Tareas obligatorias.
A – Reproduce literalmente el pasaje del fragmento sobre Chávez y Maduro que va desde "El estatismo adoptado" hasta "tribuna de adoctrinamiento.", ambos incluidos.
B – Por favor, continúa el fragmento sobre Chávez y Maduro a partir de su última oración.

Fragmento seleccionado.
* * * *

El estatismo adoptado por Hugo Chávez y Nicolás Maduro convirtió el agro productor de alimentos en un desierto; en materia política y electoral jugaron y atropellaron la Constitución, organizaron fraudes para alterar los resultados y perpetuarse en el poder. Convirtieron su ideología y sus dogmas en política oficial, persiguieron y reprimieron sangrientamente las masivas protestas de la ciudadanía, encarcelaron decenas de líderes opositores, cerraron canales de televisión, emisoras, diarios e hicieron del aparato educativo una tribuna de adoctrinamiento.
Así que, detrás de las dolorosas imágenes de marchantes que desafían el cansancio, el frío, el calor, la lluvia y el dolor del alma, no hay un error o una falla sino un modelo económico y un régimen de dominación política con los que se pretendió y se insiste en llevar a la práctica dogmas preciados de la reaccionaria izquierda latinoamericana plasmados en el programa del Foro de San Pablo, el mismo que se ha intentado en varios países de la región y que se logró imponer en muchos de ellos.

* * * *

Información.
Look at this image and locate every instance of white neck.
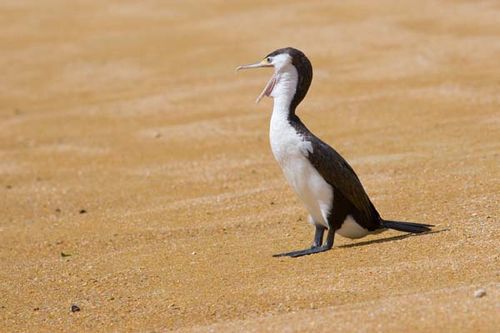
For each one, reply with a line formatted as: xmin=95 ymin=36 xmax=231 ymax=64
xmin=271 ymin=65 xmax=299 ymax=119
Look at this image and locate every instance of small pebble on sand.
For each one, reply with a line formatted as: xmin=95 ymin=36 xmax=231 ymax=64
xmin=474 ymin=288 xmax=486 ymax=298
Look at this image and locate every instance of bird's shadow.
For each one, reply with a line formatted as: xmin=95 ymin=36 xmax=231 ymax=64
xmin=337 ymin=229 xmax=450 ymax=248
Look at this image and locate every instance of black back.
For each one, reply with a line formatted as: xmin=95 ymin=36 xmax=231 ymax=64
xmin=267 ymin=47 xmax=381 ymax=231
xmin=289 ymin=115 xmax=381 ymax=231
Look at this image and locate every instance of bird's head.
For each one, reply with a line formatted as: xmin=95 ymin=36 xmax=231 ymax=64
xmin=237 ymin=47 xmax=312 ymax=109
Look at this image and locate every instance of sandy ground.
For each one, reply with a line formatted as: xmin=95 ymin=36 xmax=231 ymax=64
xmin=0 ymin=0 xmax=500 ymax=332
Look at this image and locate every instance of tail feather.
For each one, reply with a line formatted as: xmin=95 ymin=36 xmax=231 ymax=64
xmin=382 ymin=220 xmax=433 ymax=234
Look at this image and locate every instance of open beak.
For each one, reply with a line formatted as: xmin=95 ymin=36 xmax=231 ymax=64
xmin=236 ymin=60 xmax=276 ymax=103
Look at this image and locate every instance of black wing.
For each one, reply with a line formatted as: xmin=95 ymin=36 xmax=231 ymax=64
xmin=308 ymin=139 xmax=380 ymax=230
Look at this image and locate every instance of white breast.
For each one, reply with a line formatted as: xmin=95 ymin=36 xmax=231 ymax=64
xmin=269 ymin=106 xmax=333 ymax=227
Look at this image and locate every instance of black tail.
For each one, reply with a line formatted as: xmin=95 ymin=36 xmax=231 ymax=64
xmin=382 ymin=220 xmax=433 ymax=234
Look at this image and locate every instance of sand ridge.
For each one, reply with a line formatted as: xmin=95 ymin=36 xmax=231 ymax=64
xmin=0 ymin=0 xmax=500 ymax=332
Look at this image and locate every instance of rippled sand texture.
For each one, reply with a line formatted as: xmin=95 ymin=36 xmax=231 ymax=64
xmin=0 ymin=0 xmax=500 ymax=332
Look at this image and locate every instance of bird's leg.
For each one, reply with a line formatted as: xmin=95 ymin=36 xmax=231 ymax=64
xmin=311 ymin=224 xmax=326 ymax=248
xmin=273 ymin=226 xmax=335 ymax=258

* * * *

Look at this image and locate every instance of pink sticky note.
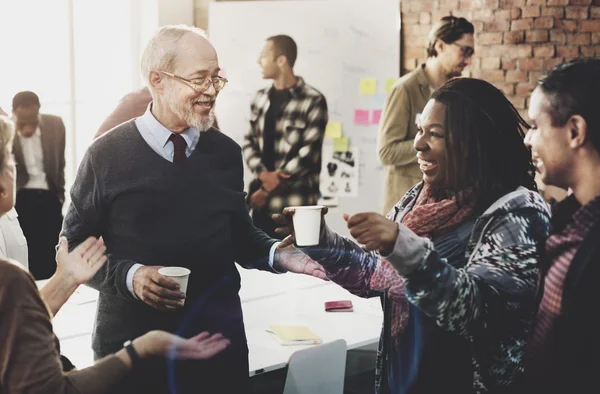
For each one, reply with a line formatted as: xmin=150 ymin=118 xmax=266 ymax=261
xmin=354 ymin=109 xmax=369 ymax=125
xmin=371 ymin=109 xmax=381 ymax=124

* * * *

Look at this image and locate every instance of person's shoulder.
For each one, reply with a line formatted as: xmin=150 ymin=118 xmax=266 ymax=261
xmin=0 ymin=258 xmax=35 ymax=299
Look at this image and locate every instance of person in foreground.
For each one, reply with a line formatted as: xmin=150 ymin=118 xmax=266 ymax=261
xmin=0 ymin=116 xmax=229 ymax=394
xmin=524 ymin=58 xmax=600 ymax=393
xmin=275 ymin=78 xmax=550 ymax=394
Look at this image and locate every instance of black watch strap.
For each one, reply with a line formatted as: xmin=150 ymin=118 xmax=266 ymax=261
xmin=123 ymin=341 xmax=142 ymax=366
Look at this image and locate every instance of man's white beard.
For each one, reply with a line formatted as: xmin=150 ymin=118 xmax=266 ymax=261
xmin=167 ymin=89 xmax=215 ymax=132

* * * *

Respuestas escritas.
A –
El estatismo adoptado por Hugo Chávez y Nicolás Maduro convirtió el agro productor de alimentos en un desierto; en materia política y electoral jugaron y atropellaron la Constitución, organizaron fraudes para alterar los resultados y perpetuarse en el poder. Convirtieron su ideología y sus dogmas en política oficial, persiguieron y reprimieron sangrientamente las masivas protestas de la ciudadanía, encarcelaron decenas de líderes opositores, cerraron canales de televisión, emisoras, diarios e hicieron del aparato educativo una tribuna de adoctrinamiento.

B –
Las consecuencias, todas disímiles, pues en cada país en que se trató de implantar lo orientado por dicho Foro las reacciones fueron diferentes, se reflejan con crudeza en el ámbito político y en la esfera económica.
El populismo izquierdista, una vez en el poder, cocinó un plato explosivo y envenenado, que confirma su fracaso histórico y ningún éxito. En ningún país el socialismo en todas sus variantes pudo resolver el problema del hambre, de la pobreza extrema, del desempleo. Al cabo de décadas, desde la revolución comunista rusa en 1917, la economía planificada desde el Estado, la abolición de la propiedad privada, el reemplazo de los empresarios por la burocracia partidista, sucumbió ante el empuje y la supervivencia del capitalismo como sistema económico sin alternativa a la vista ni en el corto ni en el mediano plazo.
Es tan patético el desastre de los modelos socialistas que hasta los países más ortodoxos en su aplicación: China, Vietnam, Rusia, etcétera, se han visto obligados a reimplantar el capitalismo y la propiedad privada para suplir el hambre de sus poblaciones.
El segundo factor propiciador de la crisis tiene que ver con la anulación de la democracia y de las libertades, con la manipulación de la Constitución, las restricciones a la libertad de prensa y la desenfrenada corrupción de las altas esferas del "poder popular" que roban y esquilman lo poco que queda de riqueza.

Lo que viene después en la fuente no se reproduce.